[What the exercise asks]
Quote the records below word for word. Omit the pictures from your answer.

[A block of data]
# # # #

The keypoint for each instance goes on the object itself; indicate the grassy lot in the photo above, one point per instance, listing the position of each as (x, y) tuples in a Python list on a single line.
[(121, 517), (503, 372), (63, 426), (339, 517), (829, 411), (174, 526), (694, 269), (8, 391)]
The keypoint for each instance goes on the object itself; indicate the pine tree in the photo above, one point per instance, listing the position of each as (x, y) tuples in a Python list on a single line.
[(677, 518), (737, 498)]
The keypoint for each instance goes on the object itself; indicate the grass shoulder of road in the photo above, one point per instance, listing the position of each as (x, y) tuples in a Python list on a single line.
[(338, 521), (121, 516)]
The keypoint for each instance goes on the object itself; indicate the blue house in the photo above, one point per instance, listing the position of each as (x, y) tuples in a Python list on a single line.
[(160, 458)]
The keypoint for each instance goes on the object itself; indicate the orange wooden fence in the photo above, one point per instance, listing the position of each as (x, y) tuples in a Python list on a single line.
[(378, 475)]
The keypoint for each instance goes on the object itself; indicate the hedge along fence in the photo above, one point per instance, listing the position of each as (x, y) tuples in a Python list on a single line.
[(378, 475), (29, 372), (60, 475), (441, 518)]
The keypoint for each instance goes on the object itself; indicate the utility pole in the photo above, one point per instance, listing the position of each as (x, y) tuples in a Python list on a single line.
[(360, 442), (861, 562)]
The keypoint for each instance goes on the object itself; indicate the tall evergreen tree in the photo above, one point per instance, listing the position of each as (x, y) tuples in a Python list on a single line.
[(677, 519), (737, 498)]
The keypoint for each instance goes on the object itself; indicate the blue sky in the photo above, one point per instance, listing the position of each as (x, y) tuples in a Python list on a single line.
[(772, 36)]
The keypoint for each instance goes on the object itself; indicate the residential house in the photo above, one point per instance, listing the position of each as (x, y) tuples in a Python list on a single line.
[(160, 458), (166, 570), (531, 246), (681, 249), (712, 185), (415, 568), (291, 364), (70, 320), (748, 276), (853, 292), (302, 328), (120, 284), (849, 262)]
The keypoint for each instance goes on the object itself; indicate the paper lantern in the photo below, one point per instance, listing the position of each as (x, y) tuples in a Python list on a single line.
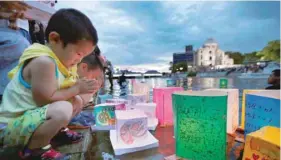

# # # #

[Finished answer]
The keypoint for each instance goes on the object itself; indicate the grassy lot in the photo above, one point per instance, listing the position of each as (x, y) tuples in a Python list on a single line.
[(121, 517), (503, 372), (63, 426), (339, 517), (829, 411), (174, 526), (694, 269), (8, 391)]
The keypoint for each instance goes on the object itself; indicate the pine tree in the photo above, one point per instance, listing the position of each as (x, y) tuples in a Python list on a single line.
[(677, 518), (737, 498)]
The keypoint for each instance goes on the object itself; indicate the grass shoulder of road in the photo above, one point per instance, listing the position of each as (x, y) tuples in a Python list on a single line.
[(338, 521), (121, 516)]
The keypoint for each instance goes on the object itself; indicate the blue house in the photo above, one point per instance, listing the position of each as (x, y) tuples in a Python list on a single line.
[(160, 458)]
The keypoint for each instance goes on the object itself; indicate the orange wooden fence in the photo above, one point per instance, listing the position of each as (x, y) tuples in a Python list on a single line.
[(378, 475)]
The keypoint for each instance goes on the object itself; indicate the hedge along fence in the photo above, one point per instance, listing the position of each as (x, y) tuples in a Python list on a single line.
[(378, 475), (29, 372), (60, 475), (441, 518)]
The keypoint for each instance goes on the object itself; indicate the utility pole in the photo above, one point per instance, listing the position of each as (x, y) tuples in a Python list on a single line.
[(360, 442), (861, 562)]
The keypoint for each instance goes on the object itself; indicate the tall evergreen tree in the photo above, one point per instance, listing the position of each as (x, y) tuples in a Python list on a single line.
[(677, 519), (737, 498)]
The keypoint for each instance goes on the object itself; indicate the blue sky in the photo above, one point per instance, listing the position of each as (x, y) tuples in a Python list on a single line.
[(772, 36)]
The keypoint for each instance goes on the object itself; indicate the residential house in the photo above, one point per instance, listing the position of each as (x, y) tuples in a Python list on a single line.
[(160, 458), (166, 570), (531, 246), (681, 249), (712, 185), (415, 568), (291, 364), (70, 320), (748, 276), (853, 292), (302, 328), (120, 284), (849, 262)]
The keypoint for each instance goes on the object itself; indicate the paper lantern in the photo below, one point per instance, listing the position of each as (x, y) tuples in a Python list on a single line.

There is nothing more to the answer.